**Die Aufgabe:** Kannst du sämtliche folgenden Zeilen wortgetreu ausgeben und dabei die Bilder weglassen?

§ §

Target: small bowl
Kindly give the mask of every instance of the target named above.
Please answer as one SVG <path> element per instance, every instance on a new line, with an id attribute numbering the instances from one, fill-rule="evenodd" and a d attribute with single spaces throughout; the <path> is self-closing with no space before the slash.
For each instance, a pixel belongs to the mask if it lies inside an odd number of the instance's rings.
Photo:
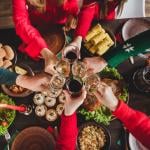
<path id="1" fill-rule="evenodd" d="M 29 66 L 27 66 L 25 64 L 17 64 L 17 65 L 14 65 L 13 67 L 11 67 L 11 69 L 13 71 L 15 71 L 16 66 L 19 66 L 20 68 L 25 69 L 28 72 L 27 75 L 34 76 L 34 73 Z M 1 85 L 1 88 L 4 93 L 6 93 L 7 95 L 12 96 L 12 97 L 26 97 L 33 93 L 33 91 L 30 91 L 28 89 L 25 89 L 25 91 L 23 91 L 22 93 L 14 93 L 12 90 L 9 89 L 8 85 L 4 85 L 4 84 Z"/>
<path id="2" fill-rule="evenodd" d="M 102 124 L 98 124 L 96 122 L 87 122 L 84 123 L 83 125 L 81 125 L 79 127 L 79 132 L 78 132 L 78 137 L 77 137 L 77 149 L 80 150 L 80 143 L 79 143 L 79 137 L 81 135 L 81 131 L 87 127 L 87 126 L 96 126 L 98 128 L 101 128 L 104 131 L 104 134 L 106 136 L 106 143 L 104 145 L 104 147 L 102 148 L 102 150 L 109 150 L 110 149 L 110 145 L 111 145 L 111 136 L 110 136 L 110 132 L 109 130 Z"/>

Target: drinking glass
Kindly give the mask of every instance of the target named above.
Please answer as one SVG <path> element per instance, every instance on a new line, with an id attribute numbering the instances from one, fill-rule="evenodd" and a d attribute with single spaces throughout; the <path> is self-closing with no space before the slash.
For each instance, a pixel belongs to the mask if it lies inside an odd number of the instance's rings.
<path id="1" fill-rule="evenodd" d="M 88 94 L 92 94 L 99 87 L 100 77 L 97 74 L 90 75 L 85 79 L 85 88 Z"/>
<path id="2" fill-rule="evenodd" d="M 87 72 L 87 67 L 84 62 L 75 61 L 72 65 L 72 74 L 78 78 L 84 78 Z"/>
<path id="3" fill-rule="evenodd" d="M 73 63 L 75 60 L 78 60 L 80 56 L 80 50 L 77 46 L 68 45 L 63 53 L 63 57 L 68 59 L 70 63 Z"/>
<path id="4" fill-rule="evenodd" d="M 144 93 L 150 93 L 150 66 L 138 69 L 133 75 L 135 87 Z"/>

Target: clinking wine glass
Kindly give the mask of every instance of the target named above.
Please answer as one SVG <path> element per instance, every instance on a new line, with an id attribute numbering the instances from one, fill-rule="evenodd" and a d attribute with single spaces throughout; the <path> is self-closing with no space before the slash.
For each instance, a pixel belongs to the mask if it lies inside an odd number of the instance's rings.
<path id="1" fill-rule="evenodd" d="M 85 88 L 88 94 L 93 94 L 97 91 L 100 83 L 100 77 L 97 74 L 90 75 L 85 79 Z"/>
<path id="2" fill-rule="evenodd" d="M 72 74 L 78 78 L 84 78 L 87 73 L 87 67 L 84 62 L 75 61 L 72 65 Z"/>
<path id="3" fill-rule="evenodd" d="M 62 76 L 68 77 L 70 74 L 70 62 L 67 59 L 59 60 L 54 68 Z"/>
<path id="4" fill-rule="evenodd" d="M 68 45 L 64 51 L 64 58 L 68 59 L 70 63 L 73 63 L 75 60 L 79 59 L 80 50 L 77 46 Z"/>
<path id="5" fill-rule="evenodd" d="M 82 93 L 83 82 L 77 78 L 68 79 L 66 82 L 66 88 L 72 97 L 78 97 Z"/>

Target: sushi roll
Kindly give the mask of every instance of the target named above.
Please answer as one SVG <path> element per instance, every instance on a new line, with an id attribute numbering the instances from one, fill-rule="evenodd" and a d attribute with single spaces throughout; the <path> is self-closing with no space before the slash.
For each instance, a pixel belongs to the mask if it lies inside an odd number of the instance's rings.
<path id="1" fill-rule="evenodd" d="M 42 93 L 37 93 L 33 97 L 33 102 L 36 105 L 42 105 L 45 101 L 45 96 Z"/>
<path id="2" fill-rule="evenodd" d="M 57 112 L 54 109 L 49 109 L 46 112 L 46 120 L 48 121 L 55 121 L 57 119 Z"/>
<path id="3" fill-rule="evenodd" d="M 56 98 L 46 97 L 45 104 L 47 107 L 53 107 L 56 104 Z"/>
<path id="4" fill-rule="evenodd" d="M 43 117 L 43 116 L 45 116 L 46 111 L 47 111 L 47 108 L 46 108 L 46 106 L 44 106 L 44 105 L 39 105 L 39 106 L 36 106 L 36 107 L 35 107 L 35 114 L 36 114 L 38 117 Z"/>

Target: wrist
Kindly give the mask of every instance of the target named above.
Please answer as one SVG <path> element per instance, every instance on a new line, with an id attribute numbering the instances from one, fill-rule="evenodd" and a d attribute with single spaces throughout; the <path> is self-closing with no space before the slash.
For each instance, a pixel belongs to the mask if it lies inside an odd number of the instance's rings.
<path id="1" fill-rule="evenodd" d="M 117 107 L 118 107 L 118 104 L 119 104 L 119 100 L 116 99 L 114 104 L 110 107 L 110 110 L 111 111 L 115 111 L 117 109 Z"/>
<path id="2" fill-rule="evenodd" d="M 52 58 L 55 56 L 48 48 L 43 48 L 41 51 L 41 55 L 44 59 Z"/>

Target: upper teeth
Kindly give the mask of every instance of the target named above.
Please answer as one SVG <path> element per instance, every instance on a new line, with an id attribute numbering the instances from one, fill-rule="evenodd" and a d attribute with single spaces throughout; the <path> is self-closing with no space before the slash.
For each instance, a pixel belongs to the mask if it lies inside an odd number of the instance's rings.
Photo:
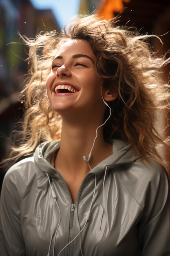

§ §

**Das Ergebnis:**
Target: small bowl
Kindly give the mask of every instance of the target named above.
Please answer as one SVG <path> element per instance, every instance on a new line, with an id attribute numbering the instances from one, fill-rule="evenodd" and a d attribute with single spaces throughout; the <path> is self-closing with no space before the slash.
For each instance, a pixel belongs to the mask if it lies inside an odd number of the instance's rings.
Photo:
<path id="1" fill-rule="evenodd" d="M 29 66 L 27 66 L 25 64 L 17 64 L 17 65 L 14 65 L 13 67 L 11 67 L 11 69 L 13 71 L 15 71 L 16 66 L 19 66 L 20 68 L 25 69 L 28 72 L 27 75 L 34 76 L 34 73 Z M 1 85 L 1 88 L 4 93 L 6 93 L 7 95 L 12 96 L 12 97 L 26 97 L 33 93 L 33 91 L 30 91 L 28 89 L 25 89 L 25 91 L 23 91 L 22 93 L 14 93 L 12 90 L 9 89 L 8 85 L 4 85 L 4 84 Z"/>
<path id="2" fill-rule="evenodd" d="M 102 124 L 98 124 L 96 122 L 87 122 L 84 123 L 83 125 L 81 125 L 79 127 L 79 132 L 78 132 L 78 137 L 77 137 L 77 149 L 80 150 L 80 143 L 79 143 L 79 137 L 81 135 L 81 131 L 87 127 L 87 126 L 96 126 L 98 128 L 101 128 L 104 131 L 104 134 L 106 136 L 106 143 L 104 145 L 104 147 L 102 148 L 102 150 L 109 150 L 110 149 L 110 145 L 111 145 L 111 136 L 110 136 L 110 132 L 109 130 Z"/>

Target: drinking glass
Kindly give the mask of every instance of the target named above.
Please answer as one SVG <path> element per instance, every instance on a new line, with an id attribute numbering the instances from one, fill-rule="evenodd" and a d attribute with single spaces throughout; the <path> is self-closing with no space before the slash.
For each instance, a pixel belongs to the mask if it lies inside an odd number of the instance's rings.
<path id="1" fill-rule="evenodd" d="M 88 94 L 92 94 L 99 87 L 100 77 L 97 74 L 90 75 L 85 79 L 85 88 Z"/>
<path id="2" fill-rule="evenodd" d="M 87 72 L 87 67 L 84 62 L 75 61 L 72 65 L 72 74 L 78 78 L 84 78 Z"/>
<path id="3" fill-rule="evenodd" d="M 73 63 L 75 60 L 78 60 L 80 56 L 80 50 L 77 46 L 68 45 L 63 53 L 63 57 L 68 59 L 70 63 Z"/>
<path id="4" fill-rule="evenodd" d="M 144 93 L 150 93 L 150 66 L 138 69 L 133 75 L 135 87 Z"/>

Target: clinking wine glass
Kindly give the mask of every instance of the target named above.
Please answer as one SVG <path> element per instance, every instance on a new line, with an id attribute numbering the instances from one, fill-rule="evenodd" and a d attribute with single spaces throughout; the <path> is self-closing with no space before the slash.
For each instance, a pixel belongs to the mask if it lies inside an odd number of the instance's rings.
<path id="1" fill-rule="evenodd" d="M 85 88 L 88 94 L 93 94 L 97 91 L 100 83 L 100 77 L 97 74 L 90 75 L 85 79 Z"/>
<path id="2" fill-rule="evenodd" d="M 72 74 L 78 78 L 84 78 L 87 73 L 87 67 L 84 62 L 75 61 L 72 65 Z"/>
<path id="3" fill-rule="evenodd" d="M 62 76 L 68 77 L 70 74 L 70 62 L 67 59 L 59 60 L 54 68 Z"/>
<path id="4" fill-rule="evenodd" d="M 68 45 L 64 51 L 64 58 L 68 59 L 70 63 L 73 63 L 75 60 L 79 59 L 80 50 L 77 46 Z"/>
<path id="5" fill-rule="evenodd" d="M 82 93 L 83 82 L 77 78 L 68 79 L 66 82 L 66 88 L 72 97 L 78 97 Z"/>

Target: sushi roll
Kindly give the mask of every instance of the target named above.
Please answer as one SVG <path> element per instance, every instance on a new line, with an id attribute numbering the instances from one, fill-rule="evenodd" and a d attribute with single spaces throughout; the <path> is self-closing with no space before the slash.
For each instance, a pixel belongs to the mask if it lies inside an odd number of the instance's rings.
<path id="1" fill-rule="evenodd" d="M 42 93 L 37 93 L 33 97 L 33 102 L 36 105 L 42 105 L 45 101 L 45 96 Z"/>
<path id="2" fill-rule="evenodd" d="M 57 112 L 54 109 L 49 109 L 46 112 L 46 120 L 48 121 L 55 121 L 57 119 Z"/>
<path id="3" fill-rule="evenodd" d="M 56 98 L 46 97 L 45 104 L 47 107 L 53 107 L 56 104 Z"/>
<path id="4" fill-rule="evenodd" d="M 43 117 L 43 116 L 45 116 L 46 111 L 47 111 L 47 108 L 46 108 L 46 106 L 44 106 L 44 105 L 39 105 L 39 106 L 36 106 L 36 107 L 35 107 L 35 114 L 36 114 L 38 117 Z"/>

Target: wrist
Kindly give the mask of every instance of the target named above.
Please answer as one SVG <path> element per instance, every instance on a new line, with an id attribute numbering the instances from one, fill-rule="evenodd" and a d attribute with single spaces throughout; the <path> is self-closing with no space before the slash.
For each instance, a pixel belongs to the mask if it lies inside an odd number of the instance's rings.
<path id="1" fill-rule="evenodd" d="M 117 107 L 118 107 L 118 104 L 119 104 L 119 100 L 116 99 L 114 104 L 110 107 L 110 110 L 111 111 L 115 111 L 117 109 Z"/>
<path id="2" fill-rule="evenodd" d="M 52 58 L 55 56 L 48 48 L 43 48 L 41 51 L 41 55 L 44 59 Z"/>

Target: upper teeth
Kindly give the mask of every instance of the target named above.
Please answer as one SVG <path> element per instance, every instance on a new line, with an id attribute numbering the instances from one, fill-rule="evenodd" and a d attribute with single spaces throughout; the <path> is self-closing with no space before the slash.
For each instance, a pixel belongs to the mask if it lies inside an odd number of the instance's rings.
Photo:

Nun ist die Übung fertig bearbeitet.